AIM OF THE EXERCISE: Pick out every line in the rows below that contains the word "green", and copy each of those lines in full.

*** MATERIALS PROVIDED

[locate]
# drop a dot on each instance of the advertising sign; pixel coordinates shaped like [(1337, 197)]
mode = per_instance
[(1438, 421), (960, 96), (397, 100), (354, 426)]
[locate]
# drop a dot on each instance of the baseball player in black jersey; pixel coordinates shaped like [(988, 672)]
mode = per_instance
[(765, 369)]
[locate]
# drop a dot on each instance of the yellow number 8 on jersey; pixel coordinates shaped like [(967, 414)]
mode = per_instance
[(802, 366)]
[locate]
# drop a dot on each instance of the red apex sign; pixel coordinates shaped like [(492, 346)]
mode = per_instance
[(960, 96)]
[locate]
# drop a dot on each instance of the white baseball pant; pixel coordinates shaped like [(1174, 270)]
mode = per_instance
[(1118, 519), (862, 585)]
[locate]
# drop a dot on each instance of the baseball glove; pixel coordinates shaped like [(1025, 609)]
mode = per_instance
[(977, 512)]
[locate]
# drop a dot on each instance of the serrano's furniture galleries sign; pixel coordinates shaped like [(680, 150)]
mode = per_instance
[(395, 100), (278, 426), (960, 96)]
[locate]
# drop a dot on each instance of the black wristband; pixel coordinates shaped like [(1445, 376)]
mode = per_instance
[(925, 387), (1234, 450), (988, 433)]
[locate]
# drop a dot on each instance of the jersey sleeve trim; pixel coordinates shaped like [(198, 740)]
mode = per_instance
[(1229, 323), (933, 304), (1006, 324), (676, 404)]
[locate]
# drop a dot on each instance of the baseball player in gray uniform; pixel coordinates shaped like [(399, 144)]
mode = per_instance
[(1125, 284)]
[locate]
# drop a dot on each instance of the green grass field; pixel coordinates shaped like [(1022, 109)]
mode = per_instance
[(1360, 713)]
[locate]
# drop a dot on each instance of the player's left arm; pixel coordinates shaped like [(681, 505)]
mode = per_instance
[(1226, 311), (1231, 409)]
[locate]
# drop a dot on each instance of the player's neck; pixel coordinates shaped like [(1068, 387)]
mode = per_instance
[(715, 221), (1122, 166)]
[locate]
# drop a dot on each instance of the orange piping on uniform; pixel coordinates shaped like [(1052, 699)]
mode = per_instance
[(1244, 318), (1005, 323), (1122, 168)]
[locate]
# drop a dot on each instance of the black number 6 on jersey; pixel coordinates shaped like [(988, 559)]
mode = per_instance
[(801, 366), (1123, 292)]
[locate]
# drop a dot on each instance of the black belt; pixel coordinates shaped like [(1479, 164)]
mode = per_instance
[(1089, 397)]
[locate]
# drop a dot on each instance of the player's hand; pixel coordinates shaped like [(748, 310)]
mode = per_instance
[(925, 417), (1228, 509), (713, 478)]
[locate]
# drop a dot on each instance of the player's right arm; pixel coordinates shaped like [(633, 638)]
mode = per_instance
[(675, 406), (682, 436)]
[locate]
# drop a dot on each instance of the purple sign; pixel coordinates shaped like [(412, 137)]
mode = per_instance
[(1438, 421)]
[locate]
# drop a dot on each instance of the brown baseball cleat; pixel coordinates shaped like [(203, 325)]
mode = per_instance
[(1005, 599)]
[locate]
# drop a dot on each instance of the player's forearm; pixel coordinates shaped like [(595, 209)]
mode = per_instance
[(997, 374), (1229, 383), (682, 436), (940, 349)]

******
*** MATERIALS PROVIDED

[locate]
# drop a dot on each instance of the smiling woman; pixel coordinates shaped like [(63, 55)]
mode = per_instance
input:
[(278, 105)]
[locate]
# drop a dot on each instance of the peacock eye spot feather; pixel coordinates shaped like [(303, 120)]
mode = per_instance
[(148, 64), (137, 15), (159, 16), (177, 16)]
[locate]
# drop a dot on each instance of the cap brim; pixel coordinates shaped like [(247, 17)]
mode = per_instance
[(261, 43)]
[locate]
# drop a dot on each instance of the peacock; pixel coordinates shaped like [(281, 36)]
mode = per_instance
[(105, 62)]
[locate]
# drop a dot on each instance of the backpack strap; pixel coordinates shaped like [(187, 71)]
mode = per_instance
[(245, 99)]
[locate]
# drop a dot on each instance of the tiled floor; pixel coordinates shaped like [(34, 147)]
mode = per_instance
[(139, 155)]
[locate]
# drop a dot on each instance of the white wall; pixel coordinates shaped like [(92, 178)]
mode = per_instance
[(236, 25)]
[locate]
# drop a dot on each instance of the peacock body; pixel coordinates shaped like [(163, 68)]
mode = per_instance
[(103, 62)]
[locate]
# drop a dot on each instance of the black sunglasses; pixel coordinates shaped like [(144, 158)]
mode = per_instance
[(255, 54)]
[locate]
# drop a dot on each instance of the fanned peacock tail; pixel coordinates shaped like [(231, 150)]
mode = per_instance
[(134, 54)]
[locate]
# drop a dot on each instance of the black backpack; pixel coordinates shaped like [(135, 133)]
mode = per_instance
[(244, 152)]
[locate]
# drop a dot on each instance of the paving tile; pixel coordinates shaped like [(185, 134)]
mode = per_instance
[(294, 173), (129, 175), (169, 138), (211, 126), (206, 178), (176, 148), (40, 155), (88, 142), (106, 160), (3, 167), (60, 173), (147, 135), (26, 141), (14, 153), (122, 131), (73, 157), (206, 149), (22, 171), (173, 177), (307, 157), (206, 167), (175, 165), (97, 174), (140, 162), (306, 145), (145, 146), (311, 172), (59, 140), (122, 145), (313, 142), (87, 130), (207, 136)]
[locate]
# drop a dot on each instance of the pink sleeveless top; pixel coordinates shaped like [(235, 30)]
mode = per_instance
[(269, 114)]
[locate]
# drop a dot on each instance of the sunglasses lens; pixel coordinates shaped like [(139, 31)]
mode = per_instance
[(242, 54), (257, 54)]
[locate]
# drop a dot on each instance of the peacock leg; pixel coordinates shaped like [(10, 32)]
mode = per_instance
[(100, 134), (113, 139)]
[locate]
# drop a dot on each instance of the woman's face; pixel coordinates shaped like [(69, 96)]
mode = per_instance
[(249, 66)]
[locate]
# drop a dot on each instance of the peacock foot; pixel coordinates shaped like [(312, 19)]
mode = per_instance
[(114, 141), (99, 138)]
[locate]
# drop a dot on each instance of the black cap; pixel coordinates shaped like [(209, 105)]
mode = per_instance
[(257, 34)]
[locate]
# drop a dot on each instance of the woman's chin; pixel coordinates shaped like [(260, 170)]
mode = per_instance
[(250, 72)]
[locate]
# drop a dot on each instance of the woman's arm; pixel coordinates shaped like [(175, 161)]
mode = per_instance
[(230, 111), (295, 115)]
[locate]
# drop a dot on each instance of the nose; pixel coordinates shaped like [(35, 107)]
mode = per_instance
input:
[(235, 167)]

******
*** MATERIALS PROVIDED

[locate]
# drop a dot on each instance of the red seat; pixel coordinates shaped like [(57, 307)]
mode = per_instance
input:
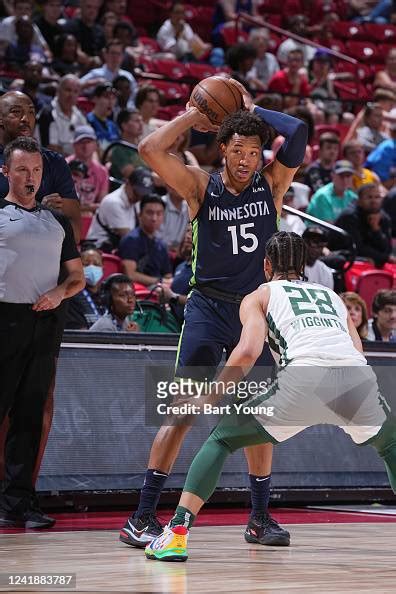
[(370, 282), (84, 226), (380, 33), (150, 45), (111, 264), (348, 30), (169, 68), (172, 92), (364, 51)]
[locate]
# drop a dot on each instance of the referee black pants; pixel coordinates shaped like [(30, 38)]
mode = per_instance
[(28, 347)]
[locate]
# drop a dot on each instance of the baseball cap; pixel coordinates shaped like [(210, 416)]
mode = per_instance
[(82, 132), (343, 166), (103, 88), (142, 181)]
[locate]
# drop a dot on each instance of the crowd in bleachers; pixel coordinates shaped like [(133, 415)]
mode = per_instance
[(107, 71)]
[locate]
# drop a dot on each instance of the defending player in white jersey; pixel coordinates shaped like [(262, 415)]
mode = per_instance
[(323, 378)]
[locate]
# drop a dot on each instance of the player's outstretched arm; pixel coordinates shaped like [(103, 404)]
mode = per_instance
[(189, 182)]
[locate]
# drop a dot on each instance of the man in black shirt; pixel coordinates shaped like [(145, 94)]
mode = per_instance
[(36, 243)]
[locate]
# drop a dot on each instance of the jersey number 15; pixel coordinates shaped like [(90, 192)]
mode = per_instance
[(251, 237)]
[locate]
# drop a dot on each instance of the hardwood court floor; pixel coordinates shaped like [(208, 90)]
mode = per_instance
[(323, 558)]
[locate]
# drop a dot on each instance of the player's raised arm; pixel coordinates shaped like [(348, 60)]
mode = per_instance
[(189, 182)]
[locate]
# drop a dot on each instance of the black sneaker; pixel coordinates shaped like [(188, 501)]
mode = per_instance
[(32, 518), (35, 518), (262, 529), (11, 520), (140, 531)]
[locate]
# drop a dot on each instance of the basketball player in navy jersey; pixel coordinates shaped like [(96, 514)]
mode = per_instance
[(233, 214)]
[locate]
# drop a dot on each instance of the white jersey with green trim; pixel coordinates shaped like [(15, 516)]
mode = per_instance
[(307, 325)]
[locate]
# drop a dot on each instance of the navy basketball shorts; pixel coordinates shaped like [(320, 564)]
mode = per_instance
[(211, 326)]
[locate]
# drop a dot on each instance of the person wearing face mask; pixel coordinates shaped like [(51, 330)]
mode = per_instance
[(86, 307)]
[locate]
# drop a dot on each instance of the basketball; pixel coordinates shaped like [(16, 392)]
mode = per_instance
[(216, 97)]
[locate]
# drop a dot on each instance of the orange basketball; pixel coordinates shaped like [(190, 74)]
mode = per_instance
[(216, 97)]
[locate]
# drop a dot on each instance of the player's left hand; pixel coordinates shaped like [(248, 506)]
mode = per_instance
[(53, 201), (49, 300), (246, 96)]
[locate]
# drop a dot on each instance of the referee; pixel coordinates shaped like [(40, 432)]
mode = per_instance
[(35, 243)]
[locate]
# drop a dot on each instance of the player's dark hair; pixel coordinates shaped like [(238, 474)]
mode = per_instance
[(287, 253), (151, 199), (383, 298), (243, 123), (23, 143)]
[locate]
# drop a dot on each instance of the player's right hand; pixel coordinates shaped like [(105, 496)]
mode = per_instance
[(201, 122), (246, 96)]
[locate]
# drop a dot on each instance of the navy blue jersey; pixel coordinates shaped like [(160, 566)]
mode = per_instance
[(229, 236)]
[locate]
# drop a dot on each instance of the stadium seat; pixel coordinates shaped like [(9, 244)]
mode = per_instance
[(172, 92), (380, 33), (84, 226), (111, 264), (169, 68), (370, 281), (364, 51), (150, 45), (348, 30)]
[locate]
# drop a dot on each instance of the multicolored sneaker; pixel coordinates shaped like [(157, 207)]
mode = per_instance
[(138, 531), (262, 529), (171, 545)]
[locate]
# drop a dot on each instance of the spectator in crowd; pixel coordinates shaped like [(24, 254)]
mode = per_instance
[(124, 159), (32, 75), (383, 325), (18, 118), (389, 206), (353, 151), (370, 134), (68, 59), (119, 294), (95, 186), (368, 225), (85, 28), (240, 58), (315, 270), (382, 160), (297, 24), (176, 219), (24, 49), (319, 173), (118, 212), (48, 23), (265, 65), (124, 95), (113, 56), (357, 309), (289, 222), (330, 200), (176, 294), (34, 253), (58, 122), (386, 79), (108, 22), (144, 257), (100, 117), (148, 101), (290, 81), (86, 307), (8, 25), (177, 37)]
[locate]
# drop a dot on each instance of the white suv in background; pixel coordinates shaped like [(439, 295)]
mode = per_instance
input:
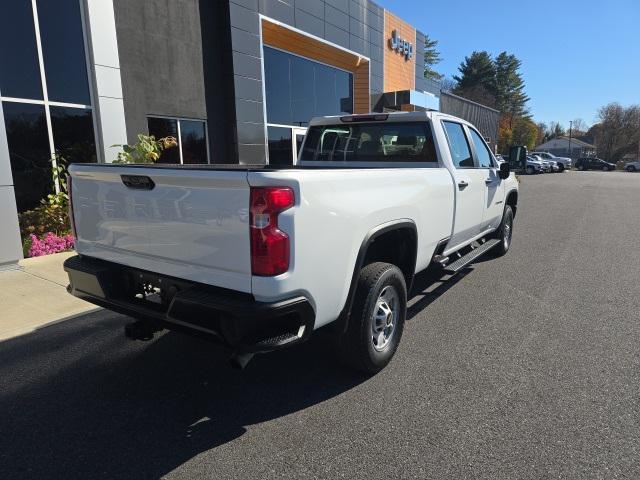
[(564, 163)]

******

FULL SOLUTION:
# drop a dot on each instance of the green grass field; pixel coordinates shaped like [(1022, 109)]
# drop a dot on each instance of the white jersey with green trim; pixel coordinates shaped like [(15, 516)]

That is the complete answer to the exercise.